Rows from a dataset —
* begin *

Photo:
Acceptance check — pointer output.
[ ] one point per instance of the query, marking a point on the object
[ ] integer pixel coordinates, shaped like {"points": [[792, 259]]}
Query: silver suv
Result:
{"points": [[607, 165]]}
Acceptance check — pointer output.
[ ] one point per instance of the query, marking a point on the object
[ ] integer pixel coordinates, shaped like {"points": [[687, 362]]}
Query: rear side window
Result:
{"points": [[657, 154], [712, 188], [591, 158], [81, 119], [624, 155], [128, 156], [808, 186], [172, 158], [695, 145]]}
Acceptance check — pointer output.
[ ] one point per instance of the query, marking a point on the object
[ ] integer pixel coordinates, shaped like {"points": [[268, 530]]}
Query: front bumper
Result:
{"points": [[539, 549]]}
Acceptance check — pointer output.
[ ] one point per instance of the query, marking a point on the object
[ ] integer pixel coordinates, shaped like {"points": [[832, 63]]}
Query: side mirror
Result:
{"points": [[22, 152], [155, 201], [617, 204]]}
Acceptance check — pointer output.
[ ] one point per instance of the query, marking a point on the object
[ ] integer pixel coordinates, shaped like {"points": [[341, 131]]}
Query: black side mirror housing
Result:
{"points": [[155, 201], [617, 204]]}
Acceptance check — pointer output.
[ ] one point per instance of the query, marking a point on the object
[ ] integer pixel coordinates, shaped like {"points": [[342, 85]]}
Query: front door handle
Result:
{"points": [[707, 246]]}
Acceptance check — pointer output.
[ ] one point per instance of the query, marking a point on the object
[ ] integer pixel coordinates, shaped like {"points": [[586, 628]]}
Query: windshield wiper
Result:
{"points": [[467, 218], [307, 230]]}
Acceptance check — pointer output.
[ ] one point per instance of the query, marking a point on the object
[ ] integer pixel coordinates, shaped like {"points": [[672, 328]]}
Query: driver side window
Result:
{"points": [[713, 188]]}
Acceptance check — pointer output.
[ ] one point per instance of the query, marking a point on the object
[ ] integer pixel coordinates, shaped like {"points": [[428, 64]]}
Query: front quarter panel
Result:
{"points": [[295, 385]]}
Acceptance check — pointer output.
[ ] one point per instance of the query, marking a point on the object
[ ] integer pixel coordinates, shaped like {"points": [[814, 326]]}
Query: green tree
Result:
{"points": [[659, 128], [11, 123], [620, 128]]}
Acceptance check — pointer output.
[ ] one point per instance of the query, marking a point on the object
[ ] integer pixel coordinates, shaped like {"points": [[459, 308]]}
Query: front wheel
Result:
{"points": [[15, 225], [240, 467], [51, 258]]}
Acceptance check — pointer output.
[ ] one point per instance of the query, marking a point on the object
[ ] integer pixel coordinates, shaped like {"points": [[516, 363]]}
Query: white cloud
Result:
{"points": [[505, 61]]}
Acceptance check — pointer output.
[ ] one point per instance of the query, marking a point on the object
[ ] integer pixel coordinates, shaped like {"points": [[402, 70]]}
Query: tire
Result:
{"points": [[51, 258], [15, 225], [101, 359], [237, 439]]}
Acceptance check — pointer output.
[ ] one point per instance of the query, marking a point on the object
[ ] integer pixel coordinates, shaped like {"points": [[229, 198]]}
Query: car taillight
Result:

* end *
* begin *

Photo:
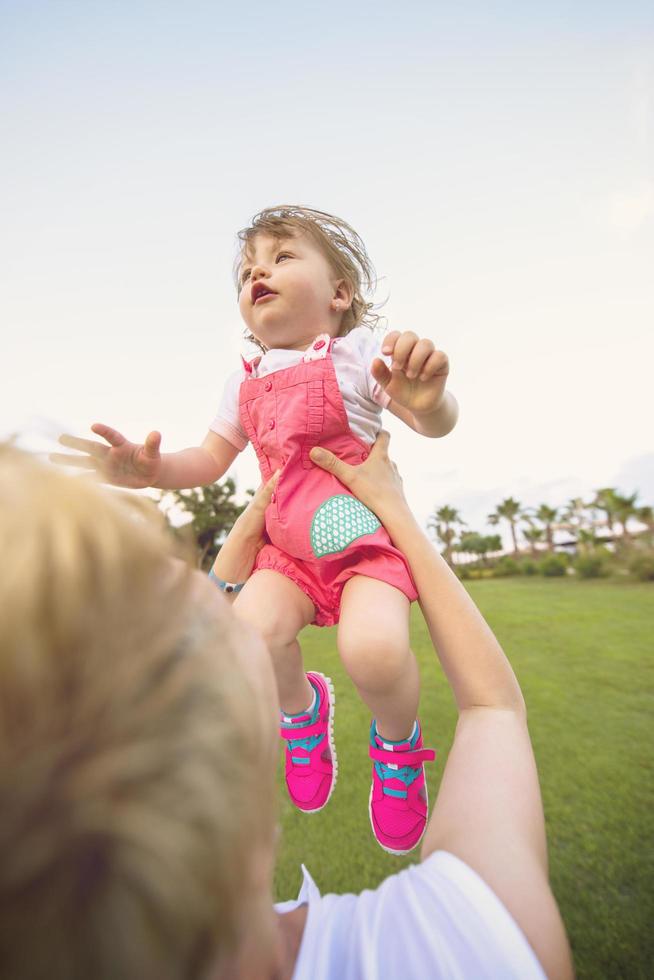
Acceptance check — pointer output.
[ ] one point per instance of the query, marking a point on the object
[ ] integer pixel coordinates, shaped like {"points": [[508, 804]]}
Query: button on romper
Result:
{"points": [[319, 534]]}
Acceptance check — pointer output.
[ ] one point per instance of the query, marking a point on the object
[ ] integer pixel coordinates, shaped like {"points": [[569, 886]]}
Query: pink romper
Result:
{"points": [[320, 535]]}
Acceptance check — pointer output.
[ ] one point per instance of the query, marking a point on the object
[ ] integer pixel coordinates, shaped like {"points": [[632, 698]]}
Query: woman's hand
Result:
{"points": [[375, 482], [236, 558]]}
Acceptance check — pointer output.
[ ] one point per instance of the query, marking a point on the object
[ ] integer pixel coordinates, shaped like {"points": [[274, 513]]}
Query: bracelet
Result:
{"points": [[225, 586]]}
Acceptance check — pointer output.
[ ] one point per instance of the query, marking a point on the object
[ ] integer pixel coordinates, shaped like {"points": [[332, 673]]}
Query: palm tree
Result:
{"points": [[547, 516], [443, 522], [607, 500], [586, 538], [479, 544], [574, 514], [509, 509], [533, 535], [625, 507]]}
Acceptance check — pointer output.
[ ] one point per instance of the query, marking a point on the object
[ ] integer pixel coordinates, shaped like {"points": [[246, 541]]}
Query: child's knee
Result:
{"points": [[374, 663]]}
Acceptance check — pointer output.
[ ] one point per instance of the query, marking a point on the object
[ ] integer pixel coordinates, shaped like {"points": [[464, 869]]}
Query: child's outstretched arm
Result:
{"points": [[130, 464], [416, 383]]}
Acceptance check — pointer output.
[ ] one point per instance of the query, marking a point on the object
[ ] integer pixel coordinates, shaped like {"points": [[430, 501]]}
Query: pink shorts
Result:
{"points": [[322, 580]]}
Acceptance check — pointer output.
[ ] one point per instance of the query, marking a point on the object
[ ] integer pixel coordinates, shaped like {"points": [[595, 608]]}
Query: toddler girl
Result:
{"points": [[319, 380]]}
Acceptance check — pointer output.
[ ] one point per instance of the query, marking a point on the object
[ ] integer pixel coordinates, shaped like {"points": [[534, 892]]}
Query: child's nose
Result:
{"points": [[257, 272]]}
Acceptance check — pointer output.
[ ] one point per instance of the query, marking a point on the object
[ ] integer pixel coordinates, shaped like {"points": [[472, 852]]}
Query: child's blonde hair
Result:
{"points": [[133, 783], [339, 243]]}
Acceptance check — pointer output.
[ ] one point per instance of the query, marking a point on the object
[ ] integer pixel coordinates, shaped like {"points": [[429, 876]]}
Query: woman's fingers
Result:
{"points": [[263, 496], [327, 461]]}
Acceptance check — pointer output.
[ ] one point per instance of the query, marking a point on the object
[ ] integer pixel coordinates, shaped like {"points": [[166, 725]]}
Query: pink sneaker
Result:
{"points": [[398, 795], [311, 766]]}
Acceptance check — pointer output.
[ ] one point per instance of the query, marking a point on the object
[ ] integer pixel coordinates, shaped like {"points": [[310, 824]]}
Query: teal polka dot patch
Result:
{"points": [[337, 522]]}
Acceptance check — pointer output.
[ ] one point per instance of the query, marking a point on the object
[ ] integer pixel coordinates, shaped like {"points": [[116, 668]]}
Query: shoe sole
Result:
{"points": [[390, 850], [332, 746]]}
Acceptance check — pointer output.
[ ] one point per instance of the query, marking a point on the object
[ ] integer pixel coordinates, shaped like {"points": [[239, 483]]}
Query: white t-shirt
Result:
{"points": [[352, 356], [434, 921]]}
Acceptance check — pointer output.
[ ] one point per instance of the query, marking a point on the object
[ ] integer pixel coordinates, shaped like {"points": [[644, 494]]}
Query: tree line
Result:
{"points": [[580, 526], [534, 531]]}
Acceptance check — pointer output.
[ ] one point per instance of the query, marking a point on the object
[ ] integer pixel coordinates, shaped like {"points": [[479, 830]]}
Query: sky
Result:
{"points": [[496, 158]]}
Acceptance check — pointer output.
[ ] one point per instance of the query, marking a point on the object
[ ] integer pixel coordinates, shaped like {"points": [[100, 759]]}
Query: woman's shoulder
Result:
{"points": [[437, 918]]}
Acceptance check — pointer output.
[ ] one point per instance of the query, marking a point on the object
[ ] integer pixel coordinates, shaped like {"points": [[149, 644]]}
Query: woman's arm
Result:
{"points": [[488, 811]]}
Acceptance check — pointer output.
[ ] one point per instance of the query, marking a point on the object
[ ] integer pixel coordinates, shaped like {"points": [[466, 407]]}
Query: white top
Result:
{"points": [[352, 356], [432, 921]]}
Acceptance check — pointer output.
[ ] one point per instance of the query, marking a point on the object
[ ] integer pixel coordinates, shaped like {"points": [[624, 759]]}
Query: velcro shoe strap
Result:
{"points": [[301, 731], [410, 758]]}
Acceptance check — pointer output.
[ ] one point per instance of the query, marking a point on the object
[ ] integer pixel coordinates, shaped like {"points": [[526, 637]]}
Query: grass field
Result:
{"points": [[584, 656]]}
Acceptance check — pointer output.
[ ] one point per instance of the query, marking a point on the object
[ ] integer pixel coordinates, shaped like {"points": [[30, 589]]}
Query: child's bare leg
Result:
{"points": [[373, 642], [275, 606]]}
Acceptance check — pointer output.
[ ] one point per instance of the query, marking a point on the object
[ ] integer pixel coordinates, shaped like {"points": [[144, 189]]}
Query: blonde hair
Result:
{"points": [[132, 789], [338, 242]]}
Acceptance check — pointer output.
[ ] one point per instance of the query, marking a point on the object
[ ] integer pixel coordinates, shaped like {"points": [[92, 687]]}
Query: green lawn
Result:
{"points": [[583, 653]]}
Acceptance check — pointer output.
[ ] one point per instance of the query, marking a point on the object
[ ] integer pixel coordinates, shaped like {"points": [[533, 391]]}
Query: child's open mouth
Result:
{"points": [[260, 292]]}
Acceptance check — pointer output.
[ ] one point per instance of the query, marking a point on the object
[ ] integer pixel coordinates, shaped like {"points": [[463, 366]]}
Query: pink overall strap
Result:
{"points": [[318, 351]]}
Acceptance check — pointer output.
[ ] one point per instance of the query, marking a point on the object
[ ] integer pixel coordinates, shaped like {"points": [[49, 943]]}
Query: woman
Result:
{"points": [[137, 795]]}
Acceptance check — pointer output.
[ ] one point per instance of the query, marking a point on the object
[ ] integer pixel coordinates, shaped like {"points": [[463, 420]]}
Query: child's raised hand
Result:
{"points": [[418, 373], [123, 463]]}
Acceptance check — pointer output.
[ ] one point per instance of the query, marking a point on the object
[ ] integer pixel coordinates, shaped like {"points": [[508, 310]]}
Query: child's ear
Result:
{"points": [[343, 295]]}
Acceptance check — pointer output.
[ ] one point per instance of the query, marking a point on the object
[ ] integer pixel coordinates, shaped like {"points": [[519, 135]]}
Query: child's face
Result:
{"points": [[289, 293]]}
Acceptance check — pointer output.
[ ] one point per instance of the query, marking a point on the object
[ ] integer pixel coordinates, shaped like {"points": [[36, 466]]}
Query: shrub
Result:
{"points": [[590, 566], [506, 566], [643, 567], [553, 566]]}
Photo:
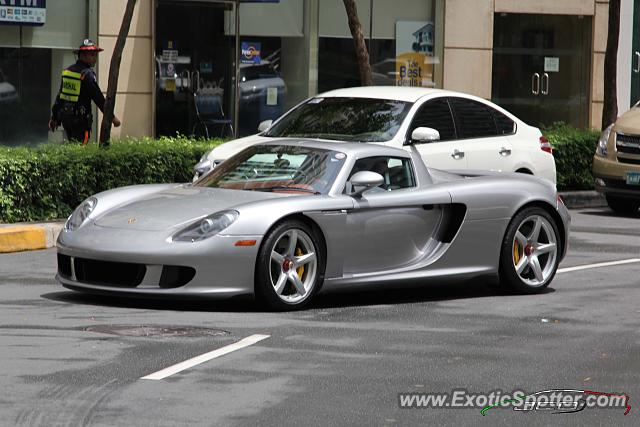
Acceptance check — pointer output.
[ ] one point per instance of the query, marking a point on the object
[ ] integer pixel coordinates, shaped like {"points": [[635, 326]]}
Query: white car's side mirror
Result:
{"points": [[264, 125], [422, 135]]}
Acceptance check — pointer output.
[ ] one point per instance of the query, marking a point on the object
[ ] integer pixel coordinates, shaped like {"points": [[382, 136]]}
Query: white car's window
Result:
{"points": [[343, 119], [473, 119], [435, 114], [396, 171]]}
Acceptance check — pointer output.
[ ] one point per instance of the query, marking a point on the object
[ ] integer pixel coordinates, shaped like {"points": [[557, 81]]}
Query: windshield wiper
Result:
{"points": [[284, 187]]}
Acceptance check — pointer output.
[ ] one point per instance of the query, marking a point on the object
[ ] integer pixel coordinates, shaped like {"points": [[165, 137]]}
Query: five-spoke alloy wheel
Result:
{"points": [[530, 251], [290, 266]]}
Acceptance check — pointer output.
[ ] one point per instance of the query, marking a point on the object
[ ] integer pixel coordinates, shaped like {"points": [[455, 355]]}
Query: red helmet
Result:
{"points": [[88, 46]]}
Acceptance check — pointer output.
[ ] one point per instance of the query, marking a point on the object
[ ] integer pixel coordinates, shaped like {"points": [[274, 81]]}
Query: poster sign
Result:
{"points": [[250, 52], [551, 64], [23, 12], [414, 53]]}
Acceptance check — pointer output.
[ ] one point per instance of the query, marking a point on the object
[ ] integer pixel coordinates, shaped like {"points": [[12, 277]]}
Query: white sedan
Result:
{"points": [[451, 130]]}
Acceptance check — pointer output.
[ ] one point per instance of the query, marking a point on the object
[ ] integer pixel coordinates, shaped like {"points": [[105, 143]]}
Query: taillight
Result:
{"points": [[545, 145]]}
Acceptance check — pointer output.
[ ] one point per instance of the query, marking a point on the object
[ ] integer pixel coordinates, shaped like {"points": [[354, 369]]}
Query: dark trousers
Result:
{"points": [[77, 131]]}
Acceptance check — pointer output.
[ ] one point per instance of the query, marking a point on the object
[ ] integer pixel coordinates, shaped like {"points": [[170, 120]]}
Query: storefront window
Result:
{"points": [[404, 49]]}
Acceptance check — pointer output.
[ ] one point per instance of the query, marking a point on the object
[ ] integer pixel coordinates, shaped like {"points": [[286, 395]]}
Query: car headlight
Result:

* end *

WHAT IS BEING ASKED — Return every line of the entries above that contains the word "window". Case counts.

REPLY —
Query: rear side window
Query: driver side window
Query: white car's window
Query: storefront window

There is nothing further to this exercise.